Énoncé:
Les trois affirmations suivantes concordent-elles avec l'extrait choisi ? Répondez par oui ou par non à chacune et citez à l'identique les mots de l'extrait qui tranchent.
1. L'article 3 vise notamment à permettre l'annulation d'un organisme qui a utilisé de faux documents pour obtenir des fonds de la formation professionnelle.
2. L'article 4 prévoit des sanctions pouvant aller jusqu'à des peines de prison pour les responsables des établissements privés d'enseignement supérieur.
3. L'article 4 prévoit une interdiction temporaire d'enseigner.

══ Extrait choisi ══

L’article 3 a quant à lui pour objet d’empêcher, pour un organisme de formation, le dépôt d’une nouvelle demande d’activité en cas de faits « particulièrement grave relevés par les services régionaux de contrôle de la formation professionnelle de l’État au moment du dépôt de la déclaration d’activité ou au cours de l’activité de l’organisme, et de permettre l’annulation d’un organisme ayant eu recours à des faux documents pour obtenir indûment des fonds de la formation professionnelle ».

Il propose également de doter les services de contrôle d’un « pouvoir de police administrative leur permettant de refuser à un organisme ayant fait l’objet d’un signalement par les services de contrôle à la suite de constatation de faits frauduleux ou d’usurpation d’identité de déposer une nouvelle déclaration d’activité pendant quatre ans ».

Enfin, l’article 4 entend introduire des « sanctions applicables aux responsables des établissements privés d’enseignement supérieur en cas de constatation de pratiques commerciales trompeuses pouvant aller jusqu’à des peines de prison et l’interdiction définitive d’enseigner et diriger un établissement privé d’enseignement supérieur ».

═══
══ Données fournies ══

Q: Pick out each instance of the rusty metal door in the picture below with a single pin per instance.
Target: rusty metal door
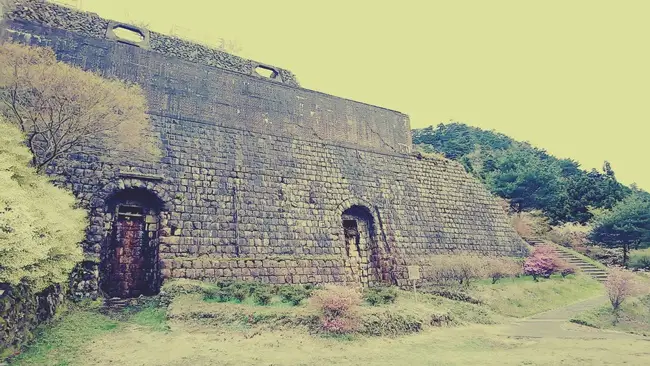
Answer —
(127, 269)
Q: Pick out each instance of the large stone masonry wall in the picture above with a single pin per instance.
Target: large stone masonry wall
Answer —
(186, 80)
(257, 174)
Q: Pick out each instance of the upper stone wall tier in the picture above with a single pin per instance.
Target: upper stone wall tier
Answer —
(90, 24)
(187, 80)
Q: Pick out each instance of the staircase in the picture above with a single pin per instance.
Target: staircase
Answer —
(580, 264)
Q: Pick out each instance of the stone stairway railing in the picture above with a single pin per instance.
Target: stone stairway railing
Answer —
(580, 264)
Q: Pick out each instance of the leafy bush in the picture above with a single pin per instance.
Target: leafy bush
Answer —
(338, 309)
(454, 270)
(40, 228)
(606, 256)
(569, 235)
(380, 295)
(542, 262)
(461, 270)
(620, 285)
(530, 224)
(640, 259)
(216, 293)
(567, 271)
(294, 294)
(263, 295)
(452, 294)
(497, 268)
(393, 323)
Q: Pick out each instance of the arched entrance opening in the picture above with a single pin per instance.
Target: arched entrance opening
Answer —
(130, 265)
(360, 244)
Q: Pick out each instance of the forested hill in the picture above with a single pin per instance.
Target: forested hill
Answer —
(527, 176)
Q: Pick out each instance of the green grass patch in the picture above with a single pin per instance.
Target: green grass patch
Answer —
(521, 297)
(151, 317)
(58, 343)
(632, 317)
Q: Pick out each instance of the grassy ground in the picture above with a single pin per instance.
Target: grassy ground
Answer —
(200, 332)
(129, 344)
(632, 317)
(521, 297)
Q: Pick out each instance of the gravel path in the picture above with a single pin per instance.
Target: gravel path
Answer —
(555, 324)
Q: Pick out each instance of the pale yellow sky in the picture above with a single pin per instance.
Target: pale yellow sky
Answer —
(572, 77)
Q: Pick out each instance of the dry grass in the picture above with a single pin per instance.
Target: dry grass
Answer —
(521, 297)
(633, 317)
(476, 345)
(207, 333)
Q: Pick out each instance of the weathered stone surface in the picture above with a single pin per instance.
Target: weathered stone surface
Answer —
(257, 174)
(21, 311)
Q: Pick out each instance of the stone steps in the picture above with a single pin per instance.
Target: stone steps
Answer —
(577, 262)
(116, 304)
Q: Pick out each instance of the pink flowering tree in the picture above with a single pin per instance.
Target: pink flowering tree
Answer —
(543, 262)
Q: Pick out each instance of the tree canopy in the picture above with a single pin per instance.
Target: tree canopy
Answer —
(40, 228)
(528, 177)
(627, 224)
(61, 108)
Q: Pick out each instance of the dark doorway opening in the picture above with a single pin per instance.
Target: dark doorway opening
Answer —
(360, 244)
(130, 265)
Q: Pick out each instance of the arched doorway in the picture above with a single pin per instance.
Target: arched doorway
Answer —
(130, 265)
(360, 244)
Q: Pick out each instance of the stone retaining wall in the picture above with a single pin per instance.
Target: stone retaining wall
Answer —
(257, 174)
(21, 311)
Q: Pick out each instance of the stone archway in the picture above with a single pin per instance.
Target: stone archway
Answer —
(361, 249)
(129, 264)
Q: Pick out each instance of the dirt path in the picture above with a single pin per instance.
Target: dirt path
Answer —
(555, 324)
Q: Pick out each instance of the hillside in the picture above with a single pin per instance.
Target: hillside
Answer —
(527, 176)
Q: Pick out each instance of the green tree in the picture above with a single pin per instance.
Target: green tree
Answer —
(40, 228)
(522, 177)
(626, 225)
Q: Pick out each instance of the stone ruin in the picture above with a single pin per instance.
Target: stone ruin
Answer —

═══
══ Données fournies ══

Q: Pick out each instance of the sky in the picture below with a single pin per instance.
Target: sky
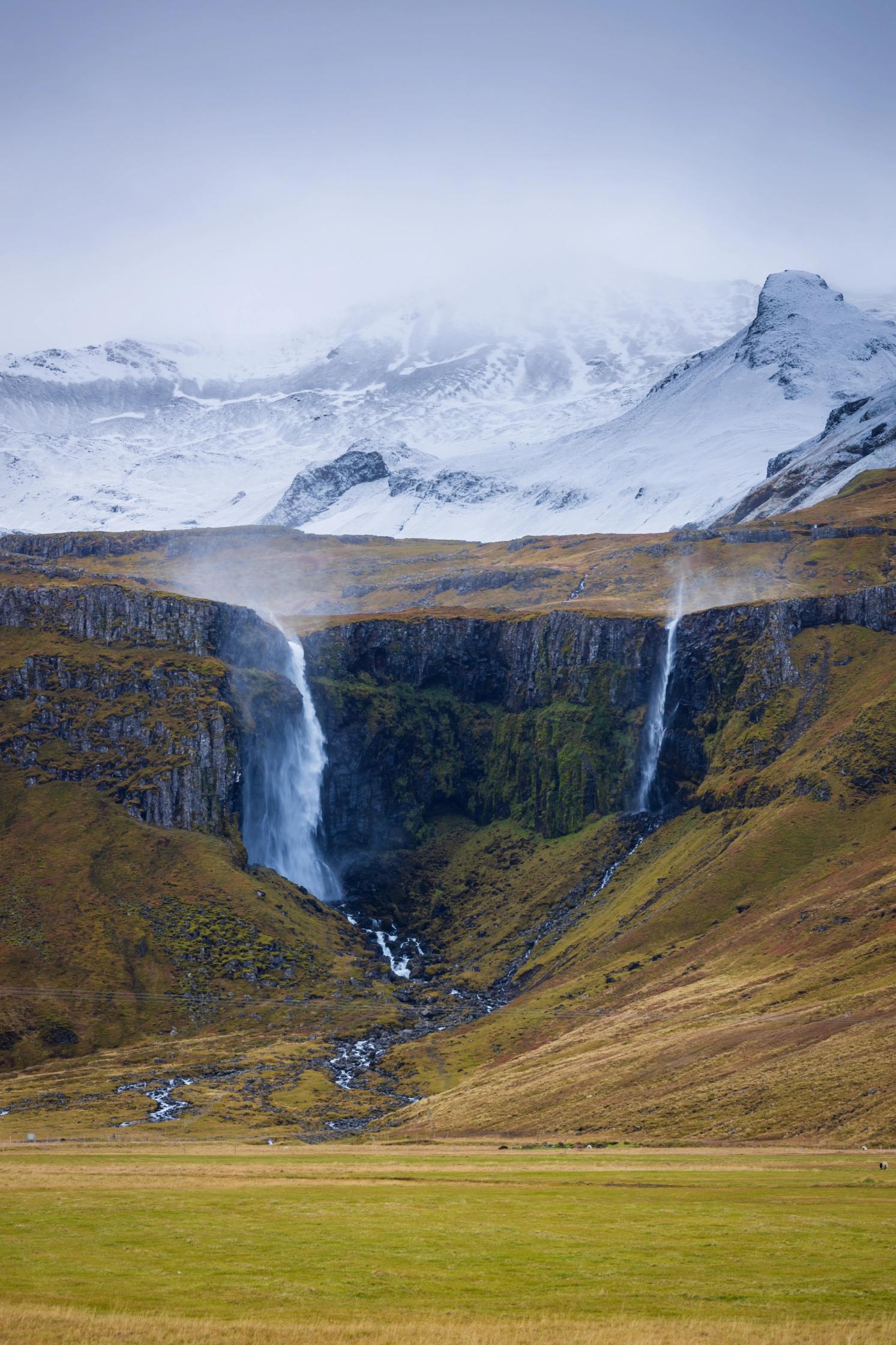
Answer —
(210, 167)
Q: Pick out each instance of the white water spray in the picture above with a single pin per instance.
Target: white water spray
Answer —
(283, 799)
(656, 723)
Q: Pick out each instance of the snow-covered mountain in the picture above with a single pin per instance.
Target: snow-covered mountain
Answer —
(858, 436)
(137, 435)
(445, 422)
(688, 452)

═══
══ Données fournies ══

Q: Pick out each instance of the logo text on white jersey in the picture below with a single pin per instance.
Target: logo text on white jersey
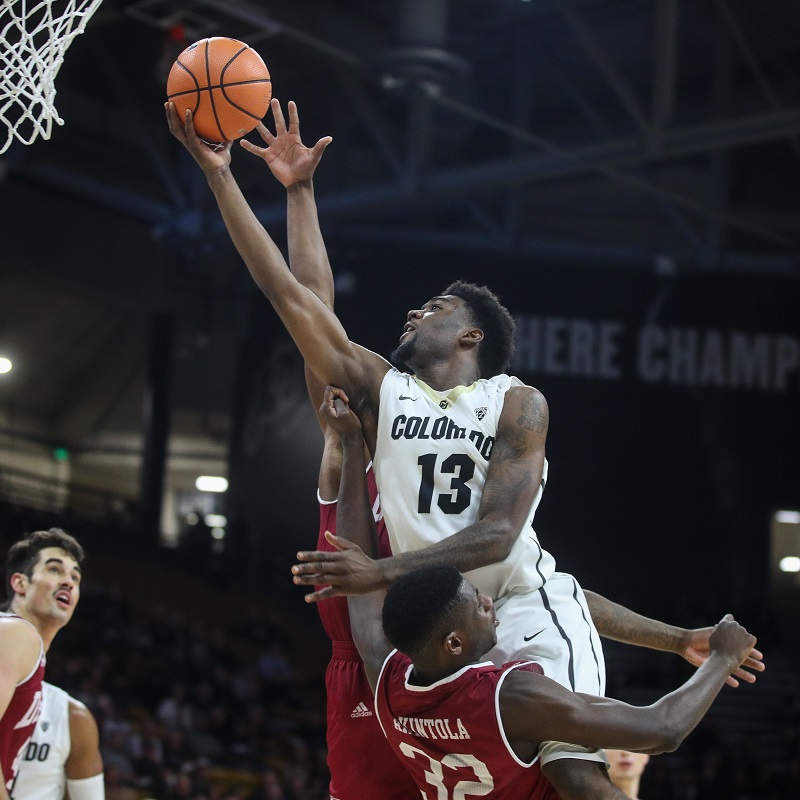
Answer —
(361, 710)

═══

Réponse obtenue:
1. Oui : « de permettre l’annulation d’un organisme ayant eu recours à des faux documents pour obtenir indûment des fonds de la formation professionnelle »
2. Oui : « sanctions applicables aux responsables des établissements privés d’enseignement supérieur en cas de constatation de pratiques commerciales trompeuses pouvant aller jusqu’à des peines de prison »
3. Non : « l’interdiction définitive d’enseigner »